Excerpt provided:
○ ○ ○ ○ ○
September 12, 2018
cc: Members of the House Judiciary Committee
Dear Chairman Goodlatte and Ranking Member Nadler,
The undersigned organizations are writing you regarding language that is currently in H.R. 5634, Medical Cannabis Research Act of 2018. Specifically, we are concerned with a provision that would preclude any “personnel” with a “conviction for a felony or drug-related misdemeanor” from being employed by research cultivation operations. There is no legitimate health or public safety justification for the inclusion of this language and we urge you to strike this unnecessary, punitive ban on individuals with previous drug law violations.
Any “public safety” rationale is misplaced. Individuals with criminal records face a plethora of barriers when reentering society post-conviction and/or incarceration. These barriers place substantial burdens on people who are trying to get their lives back on course. With over 70 million Americans who have criminal histories, adding an additional barrier to employment is counterproductive and in some cases exacerbates the very issue it purports to correct. A 2011 study in the Justice Quarterly found that the lack of employment was the single most negative determinant of recidivism. With little hope of obtaining a decent paying job, returning citizens are often left with few options but to return to a life of crime when faced with substantial barriers to employment that individuals are otherwise qualified for. To help lower recidivism rates and improve public safety, we should be making it easier for people with records to obtain jobs, not more difficult.
○ ○ ○ ○ ○
Given data:
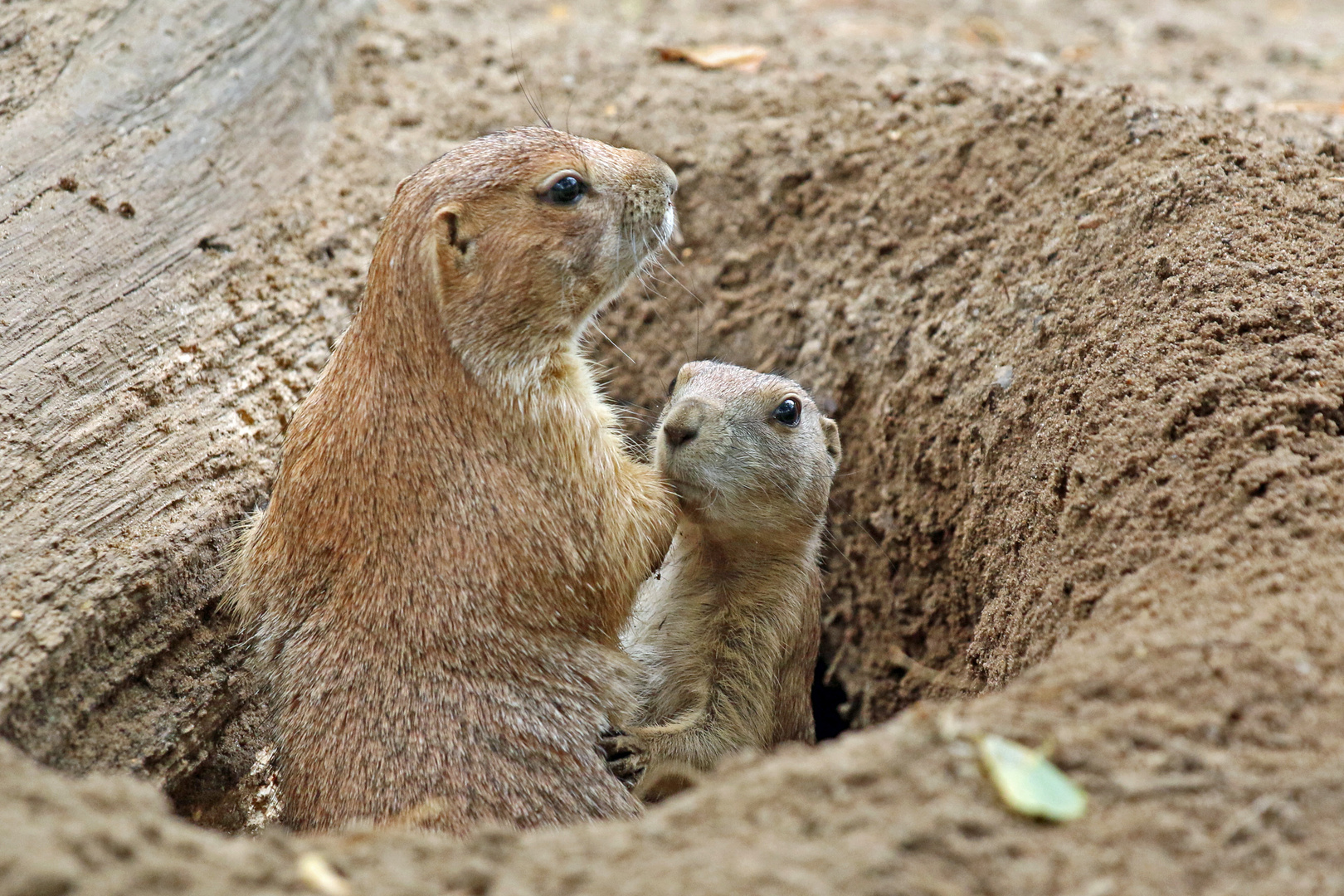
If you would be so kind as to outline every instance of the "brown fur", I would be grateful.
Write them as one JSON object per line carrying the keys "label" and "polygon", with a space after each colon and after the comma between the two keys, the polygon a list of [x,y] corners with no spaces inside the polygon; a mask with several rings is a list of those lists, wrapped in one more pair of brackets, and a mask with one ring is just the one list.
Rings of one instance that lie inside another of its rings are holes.
{"label": "brown fur", "polygon": [[[562,169],[590,184],[574,207],[544,201]],[[540,128],[398,187],[231,570],[292,826],[637,811],[595,742],[630,707],[617,635],[672,498],[577,347],[667,239],[675,189],[652,156]]]}
{"label": "brown fur", "polygon": [[[797,426],[773,416],[790,398]],[[655,454],[681,517],[622,635],[642,666],[634,727],[603,742],[640,793],[735,750],[816,740],[817,552],[840,435],[797,383],[700,361],[677,375]]]}

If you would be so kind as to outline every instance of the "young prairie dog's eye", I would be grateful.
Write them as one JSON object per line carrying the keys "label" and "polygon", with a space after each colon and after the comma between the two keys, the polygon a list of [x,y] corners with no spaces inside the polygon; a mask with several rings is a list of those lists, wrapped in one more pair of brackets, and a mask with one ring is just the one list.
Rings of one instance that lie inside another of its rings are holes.
{"label": "young prairie dog's eye", "polygon": [[802,403],[796,398],[786,398],[774,408],[773,416],[785,426],[797,426],[802,419]]}
{"label": "young prairie dog's eye", "polygon": [[552,206],[574,206],[587,193],[587,184],[573,171],[552,175],[542,184],[538,199]]}

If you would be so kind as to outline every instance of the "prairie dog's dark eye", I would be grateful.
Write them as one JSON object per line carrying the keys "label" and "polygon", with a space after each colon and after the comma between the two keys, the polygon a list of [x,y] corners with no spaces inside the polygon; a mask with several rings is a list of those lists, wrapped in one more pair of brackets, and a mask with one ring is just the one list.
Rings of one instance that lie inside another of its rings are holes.
{"label": "prairie dog's dark eye", "polygon": [[554,206],[573,206],[583,199],[583,193],[586,192],[587,184],[578,175],[564,175],[547,187],[546,192],[542,193],[542,199]]}

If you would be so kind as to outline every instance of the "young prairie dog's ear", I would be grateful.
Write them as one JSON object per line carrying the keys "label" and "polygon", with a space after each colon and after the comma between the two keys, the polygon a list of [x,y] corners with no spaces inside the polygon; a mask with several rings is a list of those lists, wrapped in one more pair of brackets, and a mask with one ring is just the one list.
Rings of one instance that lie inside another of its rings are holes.
{"label": "young prairie dog's ear", "polygon": [[[434,212],[438,228],[439,261],[452,261],[453,267],[461,267],[472,249],[472,240],[462,232],[462,211],[457,206],[441,206]],[[448,258],[444,253],[448,253]]]}
{"label": "young prairie dog's ear", "polygon": [[821,438],[827,443],[827,454],[836,469],[840,469],[840,427],[829,416],[821,418]]}

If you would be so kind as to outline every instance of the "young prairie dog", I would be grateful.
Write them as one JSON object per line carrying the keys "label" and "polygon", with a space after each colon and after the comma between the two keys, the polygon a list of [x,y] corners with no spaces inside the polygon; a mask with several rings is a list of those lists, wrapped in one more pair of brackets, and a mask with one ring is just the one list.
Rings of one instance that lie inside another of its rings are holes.
{"label": "young prairie dog", "polygon": [[630,727],[603,740],[618,776],[644,787],[816,740],[817,553],[839,463],[835,420],[797,383],[712,361],[677,373],[655,466],[680,521],[621,637],[642,673]]}
{"label": "young prairie dog", "polygon": [[638,813],[594,744],[633,705],[618,634],[675,498],[578,344],[672,232],[675,191],[653,156],[546,128],[398,187],[230,572],[290,826]]}

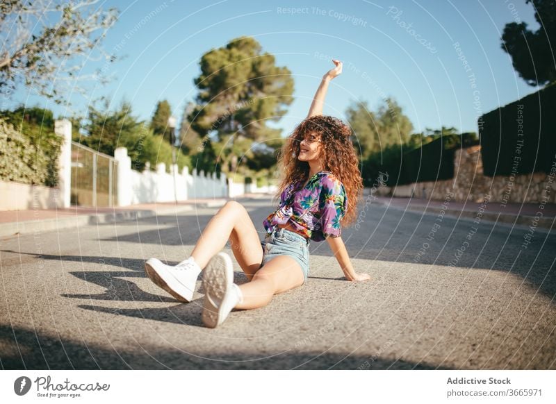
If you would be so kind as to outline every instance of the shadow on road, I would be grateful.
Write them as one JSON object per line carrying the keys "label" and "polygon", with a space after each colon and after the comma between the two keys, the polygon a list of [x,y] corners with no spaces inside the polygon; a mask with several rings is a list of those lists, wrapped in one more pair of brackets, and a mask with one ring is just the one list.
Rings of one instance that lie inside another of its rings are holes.
{"label": "shadow on road", "polygon": [[446,369],[393,357],[348,355],[328,352],[289,351],[277,354],[242,352],[184,352],[133,346],[106,349],[35,330],[0,326],[3,369]]}

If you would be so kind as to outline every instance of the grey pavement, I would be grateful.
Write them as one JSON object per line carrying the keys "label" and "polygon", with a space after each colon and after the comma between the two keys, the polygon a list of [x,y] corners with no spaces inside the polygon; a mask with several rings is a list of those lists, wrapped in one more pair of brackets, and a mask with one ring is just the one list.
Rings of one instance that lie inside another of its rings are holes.
{"label": "grey pavement", "polygon": [[[263,237],[270,197],[238,199]],[[344,280],[312,242],[306,285],[208,329],[144,261],[177,263],[218,207],[0,241],[3,369],[556,369],[556,237],[363,201]],[[434,229],[434,230],[433,230]],[[524,237],[529,240],[523,246]],[[224,251],[231,253],[229,246]],[[236,279],[245,282],[234,261]]]}

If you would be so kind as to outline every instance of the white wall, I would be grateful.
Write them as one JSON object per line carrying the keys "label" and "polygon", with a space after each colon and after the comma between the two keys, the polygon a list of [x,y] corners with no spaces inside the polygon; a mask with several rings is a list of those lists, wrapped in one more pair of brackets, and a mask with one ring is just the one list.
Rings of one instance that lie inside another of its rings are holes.
{"label": "white wall", "polygon": [[0,210],[61,208],[60,189],[0,181]]}
{"label": "white wall", "polygon": [[[166,172],[166,165],[160,163],[156,170],[142,172],[131,169],[131,159],[127,155],[125,147],[119,147],[114,152],[117,160],[118,205],[126,206],[136,203],[173,202],[188,199],[225,198],[228,196],[226,178],[220,179],[215,174],[206,175],[202,171],[197,174],[193,170],[189,174],[188,167],[179,172],[177,166],[170,167]],[[175,170],[175,197],[174,186]],[[243,194],[243,184],[241,194]]]}

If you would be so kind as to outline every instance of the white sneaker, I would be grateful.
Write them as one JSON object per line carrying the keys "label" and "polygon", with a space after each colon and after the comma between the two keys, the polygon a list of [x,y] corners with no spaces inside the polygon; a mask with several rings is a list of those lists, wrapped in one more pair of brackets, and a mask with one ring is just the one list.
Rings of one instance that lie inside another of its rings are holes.
{"label": "white sneaker", "polygon": [[239,301],[238,287],[234,285],[234,266],[228,254],[218,253],[208,262],[203,273],[203,323],[214,328],[224,322]]}
{"label": "white sneaker", "polygon": [[179,301],[187,303],[193,298],[201,269],[190,257],[175,267],[163,264],[156,258],[149,258],[145,263],[145,271],[155,285]]}

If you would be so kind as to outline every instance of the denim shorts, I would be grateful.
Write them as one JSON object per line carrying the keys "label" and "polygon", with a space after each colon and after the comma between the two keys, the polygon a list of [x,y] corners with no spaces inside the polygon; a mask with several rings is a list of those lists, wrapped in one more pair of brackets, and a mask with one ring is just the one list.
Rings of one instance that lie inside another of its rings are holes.
{"label": "denim shorts", "polygon": [[279,255],[289,255],[301,267],[303,271],[303,283],[307,280],[309,275],[309,246],[310,239],[301,235],[277,227],[271,233],[267,233],[265,241],[261,242],[263,247],[263,262],[264,265]]}

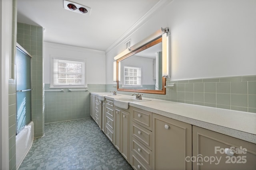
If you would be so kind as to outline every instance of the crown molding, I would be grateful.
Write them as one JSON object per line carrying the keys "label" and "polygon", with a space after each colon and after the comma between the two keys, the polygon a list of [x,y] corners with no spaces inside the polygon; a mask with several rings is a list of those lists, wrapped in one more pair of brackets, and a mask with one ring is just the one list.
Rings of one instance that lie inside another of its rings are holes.
{"label": "crown molding", "polygon": [[160,0],[151,9],[150,9],[146,14],[142,16],[138,20],[132,27],[123,34],[119,38],[110,45],[106,50],[106,53],[110,51],[115,47],[118,45],[123,41],[128,35],[131,34],[135,30],[138,29],[145,23],[147,20],[156,12],[159,11],[159,9],[166,6],[173,0]]}

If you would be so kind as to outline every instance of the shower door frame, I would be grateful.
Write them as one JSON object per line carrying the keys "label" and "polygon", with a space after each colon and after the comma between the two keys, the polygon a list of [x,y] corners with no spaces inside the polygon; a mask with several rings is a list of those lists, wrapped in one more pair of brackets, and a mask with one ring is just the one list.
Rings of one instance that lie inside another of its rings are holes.
{"label": "shower door frame", "polygon": [[[16,50],[18,50],[18,49],[19,49],[20,51],[22,52],[23,53],[24,53],[24,54],[25,54],[26,55],[27,55],[27,56],[28,56],[29,57],[30,57],[30,89],[29,89],[29,90],[26,90],[26,91],[30,91],[31,92],[30,92],[30,121],[32,121],[32,90],[33,90],[32,88],[32,78],[31,78],[31,65],[32,65],[32,62],[31,62],[31,60],[32,59],[32,56],[26,50],[25,50],[23,47],[22,47],[20,45],[19,45],[18,43],[16,43]],[[16,57],[16,56],[15,57]],[[15,60],[16,60],[16,59]],[[16,69],[16,70],[17,70],[17,69]],[[17,74],[16,75],[16,76],[17,76]],[[16,80],[17,80],[17,78],[16,78]],[[17,82],[16,82],[16,88],[17,89]],[[24,92],[25,92],[25,91],[24,91]],[[18,92],[22,92],[20,90],[16,90],[16,94],[17,94],[17,93]],[[17,104],[17,94],[16,95],[16,135],[17,135],[19,132],[20,131],[20,130],[19,131],[18,131],[18,119],[17,117],[17,112],[18,111],[17,110],[17,106],[18,106],[18,104]],[[22,127],[22,128],[23,128]]]}

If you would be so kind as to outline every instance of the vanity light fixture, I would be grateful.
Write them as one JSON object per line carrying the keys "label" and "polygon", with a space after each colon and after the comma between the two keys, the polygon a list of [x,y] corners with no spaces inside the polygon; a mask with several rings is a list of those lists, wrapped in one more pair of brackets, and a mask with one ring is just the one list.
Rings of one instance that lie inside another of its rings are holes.
{"label": "vanity light fixture", "polygon": [[79,14],[88,14],[90,15],[91,8],[71,1],[64,0],[64,9]]}
{"label": "vanity light fixture", "polygon": [[113,64],[113,81],[116,82],[116,61],[114,61]]}

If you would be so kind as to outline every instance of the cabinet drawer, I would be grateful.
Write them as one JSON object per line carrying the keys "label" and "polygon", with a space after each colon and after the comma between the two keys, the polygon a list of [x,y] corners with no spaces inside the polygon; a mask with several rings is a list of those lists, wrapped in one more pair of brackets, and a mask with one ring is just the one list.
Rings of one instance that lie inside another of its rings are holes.
{"label": "cabinet drawer", "polygon": [[95,117],[99,119],[99,111],[95,110]]}
{"label": "cabinet drawer", "polygon": [[99,118],[95,117],[95,122],[96,122],[97,125],[99,124]]}
{"label": "cabinet drawer", "polygon": [[107,113],[107,115],[106,117],[106,123],[107,125],[109,126],[112,130],[114,130],[114,121],[110,117],[109,117],[107,115],[108,113]]}
{"label": "cabinet drawer", "polygon": [[112,100],[107,100],[106,102],[106,104],[107,105],[111,106],[112,107],[114,106],[114,102]]}
{"label": "cabinet drawer", "polygon": [[152,131],[152,113],[135,107],[132,107],[132,121]]}
{"label": "cabinet drawer", "polygon": [[148,167],[133,152],[132,152],[132,154],[130,164],[134,169],[136,170],[151,169]]}
{"label": "cabinet drawer", "polygon": [[114,133],[110,130],[108,127],[107,126],[106,127],[106,135],[108,138],[109,140],[110,140],[111,142],[113,143],[113,139],[114,139]]}
{"label": "cabinet drawer", "polygon": [[132,141],[132,150],[150,168],[152,166],[152,151],[133,137]]}
{"label": "cabinet drawer", "polygon": [[132,122],[132,134],[135,139],[152,150],[152,132]]}
{"label": "cabinet drawer", "polygon": [[114,110],[109,107],[106,107],[106,112],[111,115],[112,117],[114,117]]}

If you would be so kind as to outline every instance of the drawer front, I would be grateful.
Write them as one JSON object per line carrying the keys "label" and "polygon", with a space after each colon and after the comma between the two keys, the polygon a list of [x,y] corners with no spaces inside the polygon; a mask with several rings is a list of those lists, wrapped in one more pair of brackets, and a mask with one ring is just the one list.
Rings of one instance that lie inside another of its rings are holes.
{"label": "drawer front", "polygon": [[114,110],[113,109],[106,107],[106,111],[107,113],[108,113],[112,117],[114,117]]}
{"label": "drawer front", "polygon": [[152,132],[133,122],[132,134],[135,139],[152,150]]}
{"label": "drawer front", "polygon": [[136,154],[134,154],[132,152],[132,160],[131,160],[130,163],[134,169],[136,170],[151,169],[143,163]]}
{"label": "drawer front", "polygon": [[113,132],[108,128],[107,126],[106,127],[106,135],[111,142],[113,143],[113,139],[114,139]]}
{"label": "drawer front", "polygon": [[112,100],[107,100],[106,101],[106,104],[107,105],[110,106],[112,107],[114,106],[114,101]]}
{"label": "drawer front", "polygon": [[133,107],[132,115],[132,121],[152,131],[152,113]]}
{"label": "drawer front", "polygon": [[106,117],[106,124],[108,125],[112,130],[114,130],[114,121],[110,118],[109,117],[108,115],[107,115]]}
{"label": "drawer front", "polygon": [[99,104],[95,103],[95,110],[99,111]]}
{"label": "drawer front", "polygon": [[99,124],[99,119],[98,117],[95,117],[95,122],[97,125]]}
{"label": "drawer front", "polygon": [[132,150],[150,168],[152,166],[152,151],[133,137],[132,141]]}

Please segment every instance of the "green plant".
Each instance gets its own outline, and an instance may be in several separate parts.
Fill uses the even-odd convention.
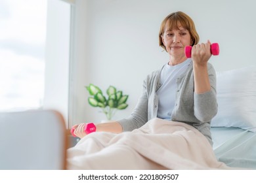
[[[122,91],[117,91],[113,86],[110,86],[106,90],[108,97],[103,95],[102,91],[98,86],[93,84],[85,88],[91,95],[88,97],[89,105],[100,107],[108,120],[112,118],[117,109],[122,110],[128,107],[126,101],[129,95],[123,95]]]

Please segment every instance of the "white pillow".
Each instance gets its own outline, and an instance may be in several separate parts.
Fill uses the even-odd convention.
[[[256,66],[217,72],[218,113],[212,127],[256,132]]]

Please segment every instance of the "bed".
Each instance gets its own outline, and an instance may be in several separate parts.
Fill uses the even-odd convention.
[[[230,167],[256,169],[256,67],[217,72],[213,150]]]
[[[255,67],[217,76],[213,146],[188,125],[155,118],[132,132],[73,139],[67,149],[60,114],[1,113],[0,169],[256,169]]]
[[[217,78],[213,147],[189,125],[155,118],[132,132],[89,134],[68,150],[68,169],[256,169],[255,67]]]

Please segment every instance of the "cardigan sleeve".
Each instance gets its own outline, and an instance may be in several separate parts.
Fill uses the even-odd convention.
[[[135,108],[127,118],[117,120],[123,127],[123,131],[132,131],[139,128],[148,121],[148,93],[147,93],[147,82],[145,79],[143,82],[142,91],[139,97]]]
[[[216,73],[211,64],[208,64],[208,75],[211,90],[203,93],[194,93],[194,115],[202,122],[210,122],[216,115],[218,110]]]

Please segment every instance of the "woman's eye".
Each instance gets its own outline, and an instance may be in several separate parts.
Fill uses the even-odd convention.
[[[173,36],[173,33],[168,33],[167,36]]]

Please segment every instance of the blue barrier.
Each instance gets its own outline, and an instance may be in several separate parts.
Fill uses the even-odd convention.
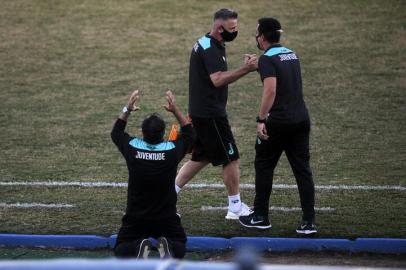
[[[113,248],[116,235],[101,237],[96,235],[24,235],[0,234],[0,246],[3,247],[43,247],[98,249]],[[153,240],[153,243],[155,240]],[[238,250],[250,247],[256,251],[294,252],[294,251],[346,251],[406,254],[406,239],[391,238],[358,238],[321,239],[321,238],[266,238],[190,236],[186,245],[187,251],[214,252]]]

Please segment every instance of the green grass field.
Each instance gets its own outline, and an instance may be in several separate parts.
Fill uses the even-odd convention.
[[[115,118],[134,88],[143,117],[164,110],[172,89],[187,110],[194,42],[221,7],[239,12],[239,36],[227,45],[229,67],[255,46],[257,19],[274,16],[282,42],[301,58],[312,119],[316,184],[406,186],[406,17],[404,1],[1,1],[0,181],[127,179],[110,140]],[[403,10],[403,11],[402,11]],[[230,86],[228,113],[241,154],[241,182],[254,182],[258,74]],[[189,157],[187,157],[188,159]],[[192,183],[221,183],[206,168]],[[276,184],[294,184],[285,157]],[[254,193],[243,190],[252,205]],[[116,233],[124,188],[0,188],[0,203],[70,203],[60,210],[0,208],[0,233]],[[273,206],[298,207],[296,190],[275,190]],[[318,190],[320,237],[406,237],[405,191]],[[247,230],[225,221],[224,190],[185,189],[179,209],[188,235],[295,236],[299,212],[274,212],[273,228]]]

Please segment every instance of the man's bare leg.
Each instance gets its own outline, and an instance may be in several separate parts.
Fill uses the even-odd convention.
[[[223,181],[228,196],[240,193],[240,161],[234,160],[223,167]]]
[[[179,189],[183,188],[207,164],[209,164],[208,161],[189,160],[182,166],[182,168],[180,168],[179,173],[176,176],[175,185]]]
[[[250,209],[240,198],[240,161],[234,160],[223,167],[224,185],[228,192],[228,212],[226,219],[238,219],[250,214]]]

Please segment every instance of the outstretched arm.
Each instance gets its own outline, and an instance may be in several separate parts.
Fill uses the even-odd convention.
[[[268,77],[264,79],[264,90],[262,93],[261,107],[258,117],[260,120],[266,120],[269,110],[272,108],[276,96],[276,78]],[[257,124],[257,135],[263,140],[267,140],[269,135],[266,132],[265,123]]]
[[[138,93],[138,90],[132,92],[130,98],[128,99],[127,105],[123,108],[123,111],[119,115],[111,131],[111,139],[122,153],[125,148],[124,145],[129,139],[129,135],[124,131],[127,124],[127,119],[132,111],[136,111],[139,109],[136,106],[136,102],[139,100]]]
[[[244,57],[244,65],[239,69],[232,71],[218,71],[210,74],[210,80],[213,85],[218,88],[230,83],[235,82],[251,71],[255,71],[258,68],[258,58],[255,55],[246,54]]]

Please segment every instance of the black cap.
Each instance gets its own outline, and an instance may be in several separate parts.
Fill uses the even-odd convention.
[[[277,19],[266,17],[258,20],[258,33],[271,33],[279,32],[282,33],[282,26]]]

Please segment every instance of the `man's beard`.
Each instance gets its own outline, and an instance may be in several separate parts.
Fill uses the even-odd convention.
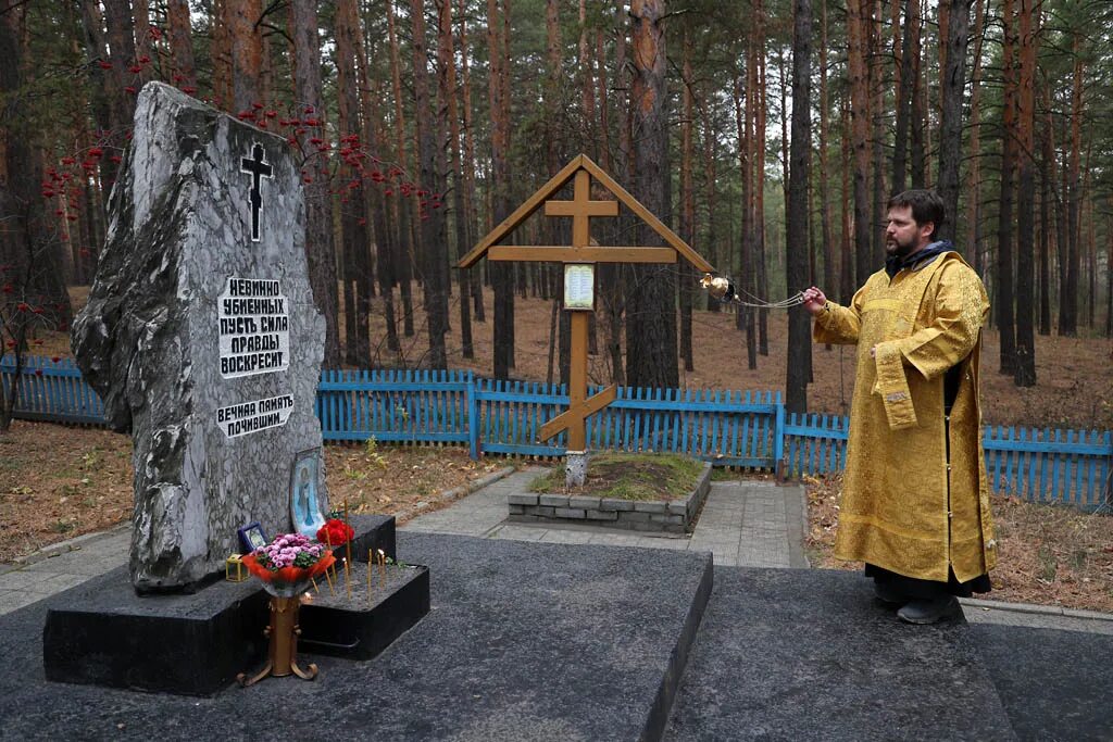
○ ○ ○ ○ ○
Task:
Answer these questions about the letter on H.R. 5634:
1. What is the full name of the bill?
2. How many Americans have criminal histories, according to the letter?
3. Which publication carried the 2011 study, and what did it find?
The listing has nothing to do with the letter.

Reply:
1. Medical Cannabis Research Act of 2018
2. Over 70 million
3. The Justice Quarterly; it found that the lack of employment was the single most negative determinant of recidivism.